## Data provided
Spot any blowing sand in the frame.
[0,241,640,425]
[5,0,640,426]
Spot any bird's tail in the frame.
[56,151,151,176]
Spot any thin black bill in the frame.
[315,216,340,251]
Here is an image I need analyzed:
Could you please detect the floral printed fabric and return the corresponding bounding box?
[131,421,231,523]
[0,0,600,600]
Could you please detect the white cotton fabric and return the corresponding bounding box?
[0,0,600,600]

## Exercise directions
Could you copy every row above verbatim, in the same order?

## Task output
Spot any blowing sand in the frame.
[0,241,640,425]
[5,0,640,426]
Spot any bird's tail in the frame.
[56,151,151,176]
Spot any thin black bill in the frame.
[315,216,340,251]
Here is an image I need analyzed:
Could you please detect the floral printed fabric and return the corresponding bounding box?
[131,421,231,523]
[0,0,600,600]
Could you please detect the white cotton fabric and return the corresponding bounding box?
[0,0,600,600]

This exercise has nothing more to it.